◆ Task to complete ◆
Keep the pictures out, please, and set down every record exactly.

[Extracted records Boundary: Start]

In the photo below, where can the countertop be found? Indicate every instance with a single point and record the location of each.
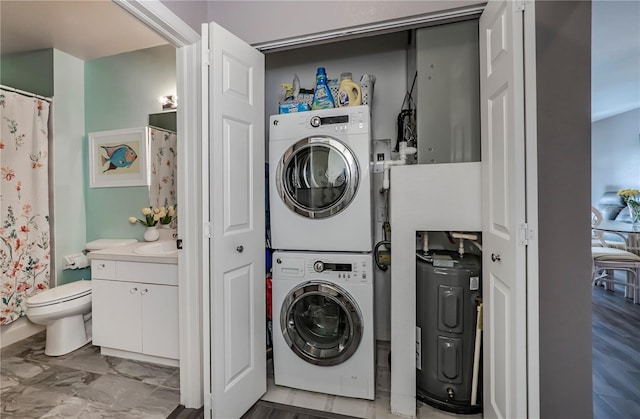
(126, 253)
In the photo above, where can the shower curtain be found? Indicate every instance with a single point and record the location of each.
(24, 202)
(163, 168)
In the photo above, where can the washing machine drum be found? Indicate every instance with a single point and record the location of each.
(321, 323)
(317, 177)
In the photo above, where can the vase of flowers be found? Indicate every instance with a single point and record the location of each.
(631, 198)
(151, 234)
(151, 218)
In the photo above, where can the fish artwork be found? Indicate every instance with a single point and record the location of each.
(119, 156)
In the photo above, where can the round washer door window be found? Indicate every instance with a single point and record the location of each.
(321, 323)
(317, 177)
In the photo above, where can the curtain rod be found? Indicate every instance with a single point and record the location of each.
(22, 92)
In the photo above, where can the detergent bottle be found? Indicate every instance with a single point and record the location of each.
(349, 93)
(322, 98)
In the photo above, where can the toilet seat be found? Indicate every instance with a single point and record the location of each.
(60, 294)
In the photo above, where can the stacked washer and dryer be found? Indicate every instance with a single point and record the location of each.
(321, 233)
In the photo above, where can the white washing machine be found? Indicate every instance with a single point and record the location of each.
(323, 323)
(319, 183)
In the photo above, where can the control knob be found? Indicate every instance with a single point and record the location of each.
(318, 266)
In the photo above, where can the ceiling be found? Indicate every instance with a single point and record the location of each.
(98, 28)
(84, 29)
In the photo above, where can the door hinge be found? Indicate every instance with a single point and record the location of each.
(208, 406)
(207, 230)
(526, 234)
(520, 6)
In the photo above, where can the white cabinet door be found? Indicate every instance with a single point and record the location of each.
(237, 373)
(117, 315)
(160, 320)
(503, 185)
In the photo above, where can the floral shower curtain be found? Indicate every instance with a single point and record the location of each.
(24, 206)
(163, 168)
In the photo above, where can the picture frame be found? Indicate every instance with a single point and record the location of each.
(119, 158)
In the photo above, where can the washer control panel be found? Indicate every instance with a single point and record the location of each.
(328, 266)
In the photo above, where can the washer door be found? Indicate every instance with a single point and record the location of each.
(317, 177)
(321, 323)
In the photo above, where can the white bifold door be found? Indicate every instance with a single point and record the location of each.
(503, 207)
(235, 357)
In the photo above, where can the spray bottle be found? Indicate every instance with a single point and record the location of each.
(322, 98)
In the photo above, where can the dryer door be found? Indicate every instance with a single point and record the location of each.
(321, 323)
(317, 177)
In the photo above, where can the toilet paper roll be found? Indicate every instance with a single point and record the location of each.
(76, 261)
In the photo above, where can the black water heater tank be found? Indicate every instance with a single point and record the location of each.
(448, 290)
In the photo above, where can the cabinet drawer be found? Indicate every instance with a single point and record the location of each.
(150, 273)
(103, 269)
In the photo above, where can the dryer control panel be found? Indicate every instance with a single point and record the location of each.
(349, 120)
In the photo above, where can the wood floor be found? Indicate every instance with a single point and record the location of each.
(263, 410)
(616, 355)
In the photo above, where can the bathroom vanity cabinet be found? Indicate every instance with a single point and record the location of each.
(135, 310)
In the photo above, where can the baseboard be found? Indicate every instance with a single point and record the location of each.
(17, 331)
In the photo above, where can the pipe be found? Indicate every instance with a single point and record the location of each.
(462, 236)
(425, 242)
(404, 151)
(476, 356)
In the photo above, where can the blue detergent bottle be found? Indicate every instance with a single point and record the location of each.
(322, 98)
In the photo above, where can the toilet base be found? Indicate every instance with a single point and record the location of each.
(66, 335)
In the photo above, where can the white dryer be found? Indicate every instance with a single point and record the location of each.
(319, 180)
(323, 330)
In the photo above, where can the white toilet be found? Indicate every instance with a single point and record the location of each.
(66, 309)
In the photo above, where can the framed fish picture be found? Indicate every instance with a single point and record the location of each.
(119, 158)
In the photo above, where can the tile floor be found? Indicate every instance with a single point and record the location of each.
(82, 384)
(85, 384)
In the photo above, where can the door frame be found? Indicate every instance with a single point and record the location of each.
(159, 18)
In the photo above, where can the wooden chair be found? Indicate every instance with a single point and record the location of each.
(607, 260)
(597, 237)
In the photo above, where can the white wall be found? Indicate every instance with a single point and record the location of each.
(264, 21)
(68, 176)
(615, 153)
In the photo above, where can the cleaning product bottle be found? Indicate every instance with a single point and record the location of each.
(349, 93)
(322, 98)
(288, 91)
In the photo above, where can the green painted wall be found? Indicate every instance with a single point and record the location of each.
(32, 71)
(120, 92)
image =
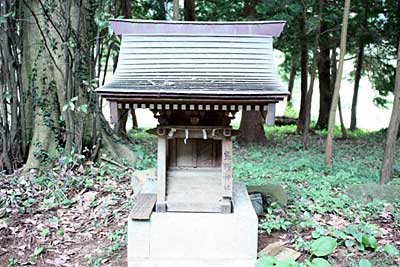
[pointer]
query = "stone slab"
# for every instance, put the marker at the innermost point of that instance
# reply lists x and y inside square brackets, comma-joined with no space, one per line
[196,239]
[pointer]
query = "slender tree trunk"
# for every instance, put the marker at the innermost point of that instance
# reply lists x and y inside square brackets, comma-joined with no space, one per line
[251,129]
[252,122]
[357,78]
[175,9]
[304,77]
[324,76]
[292,78]
[342,126]
[338,80]
[390,145]
[313,74]
[333,76]
[189,10]
[123,114]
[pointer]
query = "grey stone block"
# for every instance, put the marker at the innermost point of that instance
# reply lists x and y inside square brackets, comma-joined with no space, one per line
[196,239]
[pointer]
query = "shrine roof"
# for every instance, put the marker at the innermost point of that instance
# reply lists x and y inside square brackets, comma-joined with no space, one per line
[210,60]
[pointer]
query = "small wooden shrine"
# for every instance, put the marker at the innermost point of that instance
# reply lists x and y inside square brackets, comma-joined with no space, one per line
[194,77]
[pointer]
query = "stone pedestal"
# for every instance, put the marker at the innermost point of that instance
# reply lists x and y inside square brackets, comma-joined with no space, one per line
[174,239]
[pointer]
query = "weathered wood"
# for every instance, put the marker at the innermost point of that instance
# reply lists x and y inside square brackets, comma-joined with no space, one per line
[161,173]
[143,207]
[226,205]
[114,112]
[227,167]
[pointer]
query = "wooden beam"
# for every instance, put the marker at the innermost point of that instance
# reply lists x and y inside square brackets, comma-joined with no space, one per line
[161,174]
[270,119]
[143,207]
[113,112]
[226,168]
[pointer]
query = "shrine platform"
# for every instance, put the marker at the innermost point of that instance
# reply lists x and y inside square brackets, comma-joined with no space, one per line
[182,239]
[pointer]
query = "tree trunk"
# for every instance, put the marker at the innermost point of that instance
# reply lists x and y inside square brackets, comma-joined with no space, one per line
[60,91]
[338,80]
[313,74]
[357,78]
[251,129]
[175,9]
[292,78]
[189,10]
[304,78]
[390,145]
[342,126]
[324,76]
[333,78]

[Extracted records Boundary: End]

◆ Answer to the problem ◆
In the photo below, where can the countertop be found? Indicate every instance with a single point and record the location of each.
(126, 253)
In the photo above, where can the shower curtain be found? Indicate every instance with a single point and record the location of each.
(24, 202)
(163, 168)
In the photo above, where can the washing machine drum be found? Indicate every instance with a single point and record the location of each.
(321, 323)
(317, 177)
In the photo above, where can the vase of flowers be found? Indicate every instance with a single point and record the location of each.
(631, 198)
(151, 234)
(151, 218)
In the photo above, where can the fish artwork be found? Indicate every instance with a single point and record the location of each.
(119, 156)
In the photo above, where can the round washer door window be found? Indicate every instance with a single point and record the location of each.
(321, 323)
(317, 177)
In the photo above, where can the curtain rod be found? Indicate every instance with a single point and record the location of each.
(22, 92)
In the photo above, where can the detergent bottle be found? Indicate every instance with a single point and record the location of each.
(349, 93)
(322, 98)
In the photo above, where can the toilet seat be found? Indicate every instance with a single point and record the location of each.
(60, 294)
In the photo above, where can the stacked washer and dryer be found? Indicate every instance with a single point and record the location of each.
(321, 233)
In the photo above, where can the white washing machine be found? Indicate every instance with a single point and record the location of each.
(323, 323)
(319, 183)
In the photo above, where can the control knob be found? Indicate every instance with a single point and record the location of each.
(318, 266)
In the photo above, where can the ceiling be found? Indicate every instance with a single point and record the location of each.
(98, 28)
(84, 29)
In the photo above, where can the door hinge be found? Indicate every instance with a single point and record the location of each.
(208, 406)
(207, 230)
(526, 234)
(520, 6)
In the photo above, where can the white cabinet door be found? Indicate every instance with a single point and record the location of each.
(237, 373)
(117, 315)
(160, 320)
(503, 185)
In the photo above, where can the floral shower curtain be found? Indicate every instance with a single point and record the location of each.
(24, 206)
(163, 168)
In the photo above, where can the picture frame be found? Indicate every instance with a single point and record the location of each.
(119, 158)
In the photo above, where can the washer control panel be found? Indicate every instance with a single point and record the location of each.
(328, 266)
In the photo above, where can the washer door be found? Indicate every instance with a single point and record the location of each.
(317, 177)
(321, 323)
In the photo above, where can the white bifold door be found? Indicate every instance with a single point and record the location of each.
(503, 207)
(235, 357)
In the photo above, where can the spray bottle be found? Indicate every instance with a single point and record the location of each.
(322, 98)
In the photo above, where can the dryer door be found? Indicate every instance with a single point and record the location of each.
(321, 323)
(317, 177)
In the photo above, where can the toilet paper roll be found? Indicate every instance with a single point and record the location of each.
(76, 261)
In the photo above, where can the black water heater tank be found? Indicate every instance with a single point and record the location of each.
(448, 290)
In the photo above, where can the cabinet drawer be found? Indicate every instance with a single point and record the location of each.
(150, 273)
(103, 269)
In the photo above, where can the dryer control panel be found? Indicate every instance with a single point and record the location of each.
(349, 120)
In the photo above, where can the wood floor be found? Indicate every instance with a single point and record the location of each.
(263, 410)
(616, 355)
In the photo above, where can the bathroom vanity cabinet be found? Indicate every instance with a single point and record the location of each.
(135, 310)
In the photo above, where can the baseboard be found? Indicate every instance with a single point and record the location of each.
(17, 331)
In the photo above, where can the pipe be found? Indicate every instance with a single point and record the location of each.
(462, 236)
(425, 242)
(404, 151)
(476, 356)
In the photo above, where can the blue detergent bottle be found? Indicate every instance with a single point and record the location of each.
(322, 98)
In the photo above, where can the toilet base be found? Indicate every instance with a single point and record the location of each.
(66, 335)
In the photo above, where can the white dryer be found? Indicate every instance with a single point and record the location of each.
(319, 180)
(323, 330)
In the photo above, where can the white toilet be found? Indicate every instance with a single point and record the location of each.
(66, 309)
In the photo above, where can the framed fish picture be found? Indicate every instance with a single point and record the location of each.
(119, 158)
In the photo above, where can the tile floor be found? Indicate every instance with a single point and record the location of each.
(82, 384)
(85, 384)
In the photo above, where can the door frame be found? Indicate every instance with a single point and record the location of each.
(159, 18)
In the photo above, where can the wooden chair be found? Indicate every instance with a single point and record the location of each.
(607, 260)
(597, 237)
In the photo above, where can the white wall be found? Indicate every instance with a single point and record the location of each.
(264, 21)
(68, 176)
(615, 153)
In the photo above, where can the cleaning product bottle be found? Indicate every instance with a single point and record the location of each.
(349, 93)
(322, 98)
(288, 91)
In the photo above, where can the green painted wall be found? Indicate every instance with a single point and record the location of each.
(32, 71)
(120, 92)
image =
[pointer]
query = "stone slab"
# for every instance, put the marker at the innermost point of that instance
# reply lists x and y inside square brackets, comma-joined with no space, one per line
[196,239]
[pointer]
query = "slender tree trunk"
# for every instance, put the marker at the innermost point of that instance
# reply lists x and y inside square brackets, comma-joined with no space, one per line
[251,129]
[252,122]
[357,78]
[175,9]
[304,77]
[324,76]
[292,78]
[342,126]
[338,80]
[390,145]
[313,74]
[333,76]
[189,10]
[123,114]
[pointer]
query = "grey stone block"
# for every instance, put the marker at the innermost point of that instance
# reply lists x and y inside square brackets, comma-joined with no space, one per line
[196,239]
[pointer]
query = "shrine roof"
# for every instance, put the marker at the innermost point of that instance
# reply lists x and y inside square brackets, comma-joined with no space, one per line
[210,60]
[pointer]
query = "small wooden shrine"
# for every instance, put the marker at the innermost point of that instance
# reply lists x and y inside square brackets, comma-joined with no space, one per line
[194,77]
[pointer]
query = "stone pedestal"
# for every instance, put the marker at the innermost point of that instance
# reply lists x and y inside square brackets, comma-joined with no space, one per line
[174,239]
[pointer]
query = "weathered wood"
# for every instance, put the marker at the innermost point of that instance
# reply lists x and y inside square brackets, comma-joined with no space, one per line
[161,173]
[143,207]
[226,205]
[114,112]
[227,167]
[pointer]
query = "wooden beam"
# for every instance, put the marker at the innermost point of that instance
# reply lists x and y inside square brackets, comma-joined with no space, one per line
[161,174]
[270,119]
[143,207]
[113,112]
[226,168]
[pointer]
query = "shrine platform"
# for every instance, put the marker at the innermost point of that instance
# reply lists x and y inside square brackets, comma-joined with no space, one per line
[182,239]
[pointer]
query = "tree trunk"
# for every instance, put the marker at the innermost point of that instance
# reply lists x and y inside square brackets, comma-joined with no space, one per line
[60,91]
[338,80]
[313,74]
[357,78]
[251,129]
[175,9]
[292,78]
[189,10]
[304,78]
[390,145]
[342,126]
[324,76]
[333,78]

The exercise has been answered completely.